**Quoted text**:
◆ ◆ ◆ ◆
Seattle Seahawks

Give me a Super Bowl game with the Seahawks, but you can keep the hype

I love the Super Bowl.

I’m talking about the game, however. I can tell you where I was for pretty much every one of them going back to when I was 8 years old and watched Washington come back to beat Miami on my family’s 13-inch black-and-white TV.

The week leading up to the game, however? I can’t stand it.

This is based largely on my first-hand experience covering the Seahawks previous Super Bowl trips.

I hated how seriously people took Joey Porter’s trash talk 20 years ago.

I hated how seriously people took Marshawn Lynch’s reluctance to talk a little over 10 years ago.

I hate how much the people covering the game talk about the various parties that are staged in the week leading up to the game. That includes one supervisor of mine who was embarrassingly adamant about how he was going to the Playboy party.

These days, my annoyance tends to relate to the way commissioner Roger Goodell is allowed to toot his league’s own financial horn while failing to say anything meaningful about actual issues. This week, he said the league needs to “look at all facts” about the fact that Giants co-owner Steve Tisch sought dating advice from serial sex offender Jeffrey Epstein. Don’t worry, though, seems like ol’ Rog is on top of making sure Seattle’s ownership structure is kosher with the NFL’s rules.
◆ ◆ ◆ ◆
**Information supplied**:
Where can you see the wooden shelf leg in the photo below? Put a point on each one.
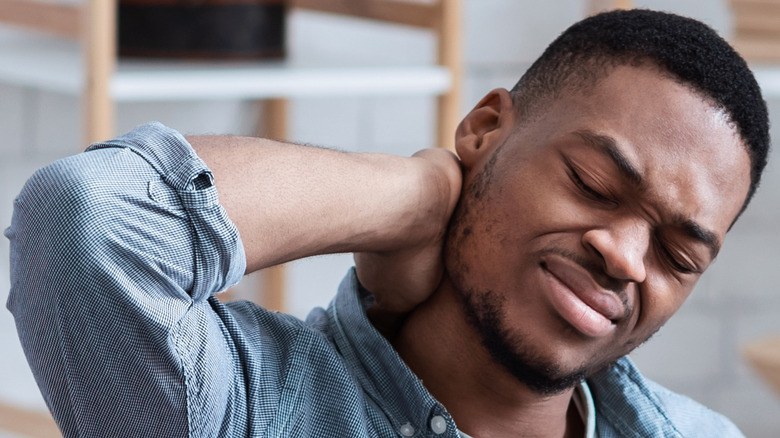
◆ ◆ ◆ ◆
**Short exercise 1**: Duplicate the Super Bowl column word for word, starting with "I hated how seriously people took Marshawn" and going on through "the NFL’s rules.".
**Short exercise 2**: Name every person the Super Bowl column mentions by name.
**Short exercise 3**:
Answer these from the Super Bowl column:
(a) How old was the writer when watching Washington come back to beat Miami?
(b) What kind of TV did the writer's family watch that game on?
(c) Whose reluctance to talk a little over 10 years ago was taken too seriously?
The material that comes after the column is separate from it.

**Written solution 1**:
I hated how seriously people took Marshawn Lynch’s reluctance to talk a little over 10 years ago.

I hate how much the people covering the game talk about the various parties that are staged in the week leading up to the game. That includes one supervisor of mine who was embarrassingly adamant about how he was going to the Playboy party.

These days, my annoyance tends to relate to the way commissioner Roger Goodell is allowed to toot his league’s own financial horn while failing to say anything meaningful about actual issues. This week, he said the league needs to “look at all facts” about the fact that Giants co-owner Steve Tisch sought dating advice from serial sex offender Jeffrey Epstein. Don’t worry, though, seems like ol’ Rog is on top of making sure Seattle’s ownership structure is kosher with the NFL’s rules.

**Written solution 2**:
Joey Porter
Marshawn Lynch
Roger Goodell
Steve Tisch
Jeffrey Epstein

**Written solution 3**:
(a) 8 years old
(b) A 13-inch black-and-white TV
(c) Marshawn Lynch's